=== ENTRIES SUPPLIED ===

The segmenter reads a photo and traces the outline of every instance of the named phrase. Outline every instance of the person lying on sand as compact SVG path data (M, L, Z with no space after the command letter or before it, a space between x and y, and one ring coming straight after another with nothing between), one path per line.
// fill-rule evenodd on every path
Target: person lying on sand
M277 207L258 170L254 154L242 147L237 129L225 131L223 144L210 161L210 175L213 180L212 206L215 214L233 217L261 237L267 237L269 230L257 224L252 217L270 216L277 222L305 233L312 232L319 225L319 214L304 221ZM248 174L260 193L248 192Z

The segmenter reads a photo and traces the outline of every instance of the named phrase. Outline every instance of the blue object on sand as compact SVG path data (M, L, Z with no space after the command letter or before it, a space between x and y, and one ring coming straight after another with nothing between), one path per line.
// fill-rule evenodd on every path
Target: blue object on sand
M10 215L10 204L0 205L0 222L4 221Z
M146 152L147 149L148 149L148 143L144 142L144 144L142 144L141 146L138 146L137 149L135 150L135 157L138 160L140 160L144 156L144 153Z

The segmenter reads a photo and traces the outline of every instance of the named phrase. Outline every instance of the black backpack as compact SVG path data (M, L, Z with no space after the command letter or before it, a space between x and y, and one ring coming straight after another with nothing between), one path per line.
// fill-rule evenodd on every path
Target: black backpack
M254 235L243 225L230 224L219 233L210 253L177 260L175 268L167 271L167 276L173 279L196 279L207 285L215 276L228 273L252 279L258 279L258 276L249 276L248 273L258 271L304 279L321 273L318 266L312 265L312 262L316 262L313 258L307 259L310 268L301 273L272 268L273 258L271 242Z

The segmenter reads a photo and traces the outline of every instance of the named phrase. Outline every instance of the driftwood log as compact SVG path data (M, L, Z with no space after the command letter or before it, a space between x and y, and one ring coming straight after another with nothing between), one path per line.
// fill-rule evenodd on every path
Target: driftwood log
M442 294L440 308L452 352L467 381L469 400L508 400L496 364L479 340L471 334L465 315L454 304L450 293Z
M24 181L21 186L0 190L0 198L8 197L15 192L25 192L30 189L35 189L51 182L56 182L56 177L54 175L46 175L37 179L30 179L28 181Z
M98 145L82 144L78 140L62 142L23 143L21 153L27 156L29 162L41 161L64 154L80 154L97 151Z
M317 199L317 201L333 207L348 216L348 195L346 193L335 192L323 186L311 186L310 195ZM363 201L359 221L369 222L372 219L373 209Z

===

• _TASK TO CARRY OUT_: Copy out, from the data above, every line holding the word "photo".

• _RESPONSE FOR THIS EXERCISE_:
The segmenter reads a photo and traces the outline of every instance of the named phrase. Outline every instance of the person lying on sand as compact SVG path data (M, L, Z with no space after the command letter or before it, a space between x and y, and one ring coming straight after another with nothing between), one path per line.
The segmenter reads a photo and traces the outline of every instance of the named phrase. Outline every instance of the blue object on sand as compact SVG path data (M, L, Z with no space after the command letter or before it, a space between x and y, and one ring coming straight after another with nothing between), one path per line.
The segmenter reads a photo and traces the outline of every instance of the named phrase. Outline every instance of the black backpack as compact SVG path data (M, L, Z with no space after the command letter or before it, a space between x and y, and one ring coming straight after another with nothing between), one path per line.
The segmenter reads a photo and traces the outline of every instance of the named phrase. Outline every instance of the driftwood log as compact SVG path data (M, L, Z with no space after the command letter or before it, a space between x and y, and one ring coming straight after another with nothing between), one path per line.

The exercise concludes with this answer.